#### Инструкция к заданию:
Оформи все строки ниже как таблицу Markdown с колонками «№» (порядковый номер) и «Строка», пропустив пустые строки. Изображения в ответ не включай.

#### Фрагменты данных:
_____

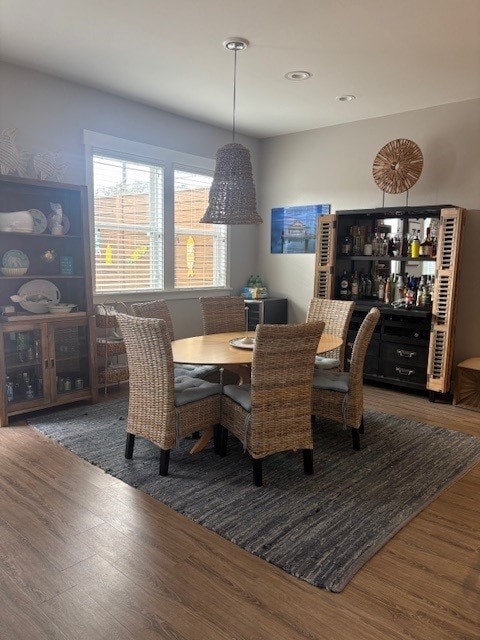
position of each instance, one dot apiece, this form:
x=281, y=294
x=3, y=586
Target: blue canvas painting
x=294, y=228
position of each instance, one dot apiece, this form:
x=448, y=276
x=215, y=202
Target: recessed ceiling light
x=236, y=44
x=298, y=75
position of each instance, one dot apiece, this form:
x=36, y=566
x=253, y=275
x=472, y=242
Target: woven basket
x=106, y=320
x=110, y=348
x=111, y=376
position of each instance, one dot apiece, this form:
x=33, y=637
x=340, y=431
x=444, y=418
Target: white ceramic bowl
x=20, y=221
x=14, y=271
x=60, y=308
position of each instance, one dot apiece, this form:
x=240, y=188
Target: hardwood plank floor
x=84, y=556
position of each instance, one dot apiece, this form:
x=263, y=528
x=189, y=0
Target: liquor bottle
x=426, y=247
x=347, y=246
x=388, y=290
x=354, y=286
x=415, y=246
x=344, y=287
x=381, y=289
x=400, y=293
x=368, y=286
x=368, y=247
x=9, y=389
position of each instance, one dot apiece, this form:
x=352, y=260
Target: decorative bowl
x=14, y=271
x=61, y=308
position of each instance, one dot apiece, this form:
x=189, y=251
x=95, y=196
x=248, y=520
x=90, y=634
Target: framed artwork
x=293, y=229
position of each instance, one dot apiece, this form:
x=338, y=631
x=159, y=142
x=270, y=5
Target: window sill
x=171, y=294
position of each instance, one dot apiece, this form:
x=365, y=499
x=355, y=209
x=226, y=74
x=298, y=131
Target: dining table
x=231, y=350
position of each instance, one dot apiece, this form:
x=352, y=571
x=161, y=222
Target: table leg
x=206, y=436
x=244, y=372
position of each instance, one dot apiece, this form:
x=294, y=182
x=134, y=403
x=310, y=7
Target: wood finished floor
x=84, y=556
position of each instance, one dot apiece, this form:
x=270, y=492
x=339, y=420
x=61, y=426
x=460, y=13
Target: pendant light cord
x=234, y=90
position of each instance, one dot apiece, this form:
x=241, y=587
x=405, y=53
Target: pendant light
x=232, y=198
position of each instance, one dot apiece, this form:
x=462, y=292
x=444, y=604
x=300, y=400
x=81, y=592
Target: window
x=200, y=249
x=146, y=213
x=128, y=209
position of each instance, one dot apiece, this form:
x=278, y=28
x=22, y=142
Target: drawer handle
x=406, y=354
x=404, y=372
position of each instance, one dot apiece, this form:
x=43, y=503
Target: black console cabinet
x=266, y=311
x=410, y=347
x=398, y=351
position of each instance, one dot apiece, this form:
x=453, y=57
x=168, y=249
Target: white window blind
x=200, y=249
x=147, y=203
x=128, y=214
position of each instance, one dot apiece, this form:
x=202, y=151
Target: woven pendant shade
x=232, y=198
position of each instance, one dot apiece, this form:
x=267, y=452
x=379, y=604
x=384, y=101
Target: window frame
x=170, y=160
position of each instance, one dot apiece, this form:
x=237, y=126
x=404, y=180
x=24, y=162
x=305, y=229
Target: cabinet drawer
x=409, y=356
x=371, y=359
x=411, y=372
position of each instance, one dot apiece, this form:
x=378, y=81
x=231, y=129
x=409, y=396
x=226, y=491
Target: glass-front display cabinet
x=404, y=261
x=47, y=326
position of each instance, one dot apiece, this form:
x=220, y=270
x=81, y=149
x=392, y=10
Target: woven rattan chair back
x=152, y=413
x=281, y=386
x=151, y=405
x=222, y=314
x=336, y=314
x=345, y=406
x=281, y=395
x=357, y=361
x=154, y=309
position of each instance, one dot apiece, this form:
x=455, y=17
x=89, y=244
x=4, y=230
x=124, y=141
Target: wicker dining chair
x=339, y=395
x=223, y=313
x=337, y=315
x=159, y=309
x=161, y=408
x=273, y=413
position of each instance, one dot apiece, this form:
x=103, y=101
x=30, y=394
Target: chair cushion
x=330, y=381
x=194, y=370
x=326, y=363
x=239, y=393
x=189, y=389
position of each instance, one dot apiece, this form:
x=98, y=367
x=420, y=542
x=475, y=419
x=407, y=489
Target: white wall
x=50, y=115
x=334, y=166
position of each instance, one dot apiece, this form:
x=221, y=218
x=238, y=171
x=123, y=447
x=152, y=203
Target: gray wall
x=51, y=114
x=331, y=165
x=334, y=166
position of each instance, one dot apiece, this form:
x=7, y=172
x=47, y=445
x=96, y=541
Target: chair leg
x=217, y=439
x=257, y=472
x=223, y=441
x=308, y=461
x=362, y=426
x=129, y=445
x=164, y=460
x=356, y=439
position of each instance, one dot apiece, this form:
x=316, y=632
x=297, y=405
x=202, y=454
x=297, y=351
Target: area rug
x=319, y=528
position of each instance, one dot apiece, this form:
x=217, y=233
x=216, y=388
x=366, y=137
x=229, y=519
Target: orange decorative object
x=397, y=166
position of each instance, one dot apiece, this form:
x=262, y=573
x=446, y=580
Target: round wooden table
x=215, y=348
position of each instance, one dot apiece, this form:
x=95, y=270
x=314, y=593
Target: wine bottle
x=426, y=247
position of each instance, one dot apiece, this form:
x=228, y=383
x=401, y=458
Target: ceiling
x=393, y=55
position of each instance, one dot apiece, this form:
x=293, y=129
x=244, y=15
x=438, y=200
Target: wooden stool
x=467, y=388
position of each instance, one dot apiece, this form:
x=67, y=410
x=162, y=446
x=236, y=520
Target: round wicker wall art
x=397, y=166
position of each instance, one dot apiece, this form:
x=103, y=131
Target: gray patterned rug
x=320, y=528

_____

#### Итог упражнения:
| № | Строка |
|---|---|
| 1 | position of each instance, one dot apiece, this form: |
| 2 | x=281, y=294 |
| 3 | x=3, y=586 |
| 4 | Target: blue canvas painting |
| 5 | x=294, y=228 |
| 6 | position of each instance, one dot apiece, this form: |
| 7 | x=448, y=276 |
| 8 | x=215, y=202 |
| 9 | Target: recessed ceiling light |
| 10 | x=236, y=44 |
| 11 | x=298, y=75 |
| 12 | position of each instance, one dot apiece, this form: |
| 13 | x=36, y=566 |
| 14 | x=253, y=275 |
| 15 | x=472, y=242 |
| 16 | Target: woven basket |
| 17 | x=106, y=320 |
| 18 | x=110, y=348 |
| 19 | x=111, y=376 |
| 20 | position of each instance, one dot apiece, this form: |
| 21 | x=33, y=637 |
| 22 | x=340, y=431 |
| 23 | x=444, y=418 |
| 24 | Target: white ceramic bowl |
| 25 | x=20, y=221 |
| 26 | x=14, y=271 |
| 27 | x=60, y=308 |
| 28 | position of each instance, one dot apiece, this form: |
| 29 | x=240, y=188 |
| 30 | Target: hardwood plank floor |
| 31 | x=84, y=556 |
| 32 | position of each instance, one dot apiece, this form: |
| 33 | x=263, y=528 |
| 34 | x=189, y=0 |
| 35 | Target: liquor bottle |
| 36 | x=426, y=247 |
| 37 | x=347, y=246 |
| 38 | x=388, y=290 |
| 39 | x=354, y=286 |
| 40 | x=415, y=246 |
| 41 | x=344, y=287 |
| 42 | x=381, y=289 |
| 43 | x=400, y=293 |
| 44 | x=368, y=286 |
| 45 | x=368, y=247 |
| 46 | x=9, y=389 |
| 47 | position of each instance, one dot apiece, this form: |
| 48 | x=352, y=260 |
| 49 | Target: decorative bowl |
| 50 | x=14, y=271 |
| 51 | x=61, y=308 |
| 52 | position of each instance, one dot apiece, this form: |
| 53 | x=189, y=251 |
| 54 | x=95, y=196 |
| 55 | x=248, y=520 |
| 56 | x=90, y=634 |
| 57 | Target: framed artwork |
| 58 | x=293, y=229 |
| 59 | position of each instance, one dot apiece, this form: |
| 60 | x=338, y=631 |
| 61 | x=159, y=142 |
| 62 | x=270, y=5 |
| 63 | Target: window sill |
| 64 | x=171, y=294 |
| 65 | position of each instance, one dot apiece, this form: |
| 66 | x=365, y=499 |
| 67 | x=355, y=209 |
| 68 | x=226, y=74 |
| 69 | x=298, y=131 |
| 70 | Target: dining table |
| 71 | x=231, y=350 |
| 72 | position of each instance, one dot apiece, this form: |
| 73 | x=352, y=571 |
| 74 | x=161, y=222 |
| 75 | Target: table leg |
| 76 | x=206, y=436 |
| 77 | x=244, y=372 |
| 78 | position of each instance, one dot apiece, this form: |
| 79 | x=294, y=182 |
| 80 | x=134, y=403 |
| 81 | x=310, y=7 |
| 82 | Target: wood finished floor |
| 83 | x=84, y=556 |
| 84 | position of each instance, one dot apiece, this form: |
| 85 | x=270, y=492 |
| 86 | x=339, y=420 |
| 87 | x=61, y=426 |
| 88 | x=460, y=13 |
| 89 | Target: pendant light cord |
| 90 | x=234, y=90 |
| 91 | position of each instance, one dot apiece, this form: |
| 92 | x=241, y=587 |
| 93 | x=405, y=53 |
| 94 | Target: pendant light |
| 95 | x=232, y=198 |
| 96 | position of each instance, one dot apiece, this form: |
| 97 | x=462, y=292 |
| 98 | x=444, y=604 |
| 99 | x=300, y=400 |
| 100 | x=81, y=592 |
| 101 | Target: window |
| 102 | x=200, y=249 |
| 103 | x=146, y=213 |
| 104 | x=128, y=209 |
| 105 | position of each instance, one dot apiece, this form: |
| 106 | x=278, y=28 |
| 107 | x=22, y=142 |
| 108 | Target: drawer handle |
| 109 | x=406, y=354 |
| 110 | x=404, y=372 |
| 111 | position of each instance, one dot apiece, this form: |
| 112 | x=43, y=503 |
| 113 | Target: black console cabinet |
| 114 | x=266, y=311 |
| 115 | x=410, y=347 |
| 116 | x=398, y=351 |
| 117 | position of each instance, one dot apiece, this form: |
| 118 | x=453, y=57 |
| 119 | x=168, y=249 |
| 120 | Target: white window blind |
| 121 | x=200, y=249 |
| 122 | x=147, y=203 |
| 123 | x=128, y=214 |
| 124 | position of each instance, one dot apiece, this form: |
| 125 | x=202, y=151 |
| 126 | Target: woven pendant shade |
| 127 | x=232, y=198 |
| 128 | position of each instance, one dot apiece, this form: |
| 129 | x=267, y=452 |
| 130 | x=379, y=604 |
| 131 | x=384, y=101 |
| 132 | Target: window frame |
| 133 | x=170, y=160 |
| 134 | position of each instance, one dot apiece, this form: |
| 135 | x=237, y=126 |
| 136 | x=404, y=180 |
| 137 | x=24, y=162 |
| 138 | x=305, y=229 |
| 139 | Target: cabinet drawer |
| 140 | x=409, y=356 |
| 141 | x=371, y=359 |
| 142 | x=411, y=372 |
| 143 | position of each instance, one dot apiece, this form: |
| 144 | x=378, y=81 |
| 145 | x=231, y=129 |
| 146 | x=409, y=396 |
| 147 | x=226, y=491 |
| 148 | Target: glass-front display cabinet |
| 149 | x=404, y=261 |
| 150 | x=47, y=326 |
| 151 | position of each instance, one dot apiece, this form: |
| 152 | x=220, y=270 |
| 153 | x=81, y=149 |
| 154 | x=392, y=10 |
| 155 | Target: woven rattan chair back |
| 156 | x=152, y=413 |
| 157 | x=281, y=386 |
| 158 | x=151, y=405 |
| 159 | x=222, y=314 |
| 160 | x=336, y=314 |
| 161 | x=345, y=406 |
| 162 | x=281, y=395 |
| 163 | x=357, y=361 |
| 164 | x=154, y=309 |
| 165 | position of each instance, one dot apiece, this form: |
| 166 | x=455, y=17 |
| 167 | x=89, y=244 |
| 168 | x=4, y=230 |
| 169 | x=124, y=141 |
| 170 | Target: wicker dining chair |
| 171 | x=339, y=395 |
| 172 | x=223, y=313 |
| 173 | x=337, y=315 |
| 174 | x=159, y=309 |
| 175 | x=161, y=408 |
| 176 | x=273, y=413 |
| 177 | position of each instance, one dot apiece, this form: |
| 178 | x=103, y=101 |
| 179 | x=30, y=394 |
| 180 | Target: chair cushion |
| 181 | x=330, y=381 |
| 182 | x=194, y=370 |
| 183 | x=326, y=363 |
| 184 | x=239, y=393 |
| 185 | x=189, y=389 |
| 186 | position of each instance, one dot apiece, this form: |
| 187 | x=98, y=367 |
| 188 | x=420, y=542 |
| 189 | x=475, y=419 |
| 190 | x=407, y=489 |
| 191 | Target: white wall |
| 192 | x=50, y=115 |
| 193 | x=334, y=166 |
| 194 | position of each instance, one dot apiece, this form: |
| 195 | x=221, y=218 |
| 196 | x=238, y=171 |
| 197 | x=123, y=447 |
| 198 | x=152, y=203 |
| 199 | Target: gray wall |
| 200 | x=51, y=114 |
| 201 | x=331, y=165 |
| 202 | x=334, y=166 |
| 203 | position of each instance, one dot apiece, this form: |
| 204 | x=7, y=172 |
| 205 | x=47, y=445 |
| 206 | x=96, y=541 |
| 207 | Target: chair leg |
| 208 | x=217, y=439 |
| 209 | x=257, y=472 |
| 210 | x=223, y=441 |
| 211 | x=308, y=461 |
| 212 | x=362, y=426 |
| 213 | x=129, y=445 |
| 214 | x=164, y=460 |
| 215 | x=356, y=439 |
| 216 | position of each instance, one dot apiece, this form: |
| 217 | x=316, y=632 |
| 218 | x=297, y=405 |
| 219 | x=202, y=454 |
| 220 | x=297, y=351 |
| 221 | Target: area rug |
| 222 | x=319, y=528 |
| 223 | position of each instance, one dot apiece, this form: |
| 224 | x=217, y=233 |
| 225 | x=216, y=388 |
| 226 | x=366, y=137 |
| 227 | x=229, y=519 |
| 228 | Target: orange decorative object |
| 229 | x=397, y=166 |
| 230 | position of each instance, one dot apiece, this form: |
| 231 | x=262, y=573 |
| 232 | x=446, y=580 |
| 233 | Target: round wooden table |
| 234 | x=215, y=348 |
| 235 | position of each instance, one dot apiece, this form: |
| 236 | x=95, y=270 |
| 237 | x=314, y=593 |
| 238 | Target: wine bottle |
| 239 | x=426, y=247 |
| 240 | position of each instance, one dot apiece, this form: |
| 241 | x=228, y=383 |
| 242 | x=401, y=458 |
| 243 | Target: ceiling |
| 244 | x=393, y=55 |
| 245 | position of each instance, one dot apiece, this form: |
| 246 | x=293, y=129 |
| 247 | x=244, y=15 |
| 248 | x=438, y=200 |
| 249 | Target: wooden stool |
| 250 | x=467, y=388 |
| 251 | position of each instance, one dot apiece, this form: |
| 252 | x=67, y=410 |
| 253 | x=162, y=446 |
| 254 | x=236, y=520 |
| 255 | Target: round wicker wall art |
| 256 | x=397, y=166 |
| 257 | position of each instance, one dot apiece, this form: |
| 258 | x=103, y=131 |
| 259 | Target: gray patterned rug |
| 260 | x=320, y=528 |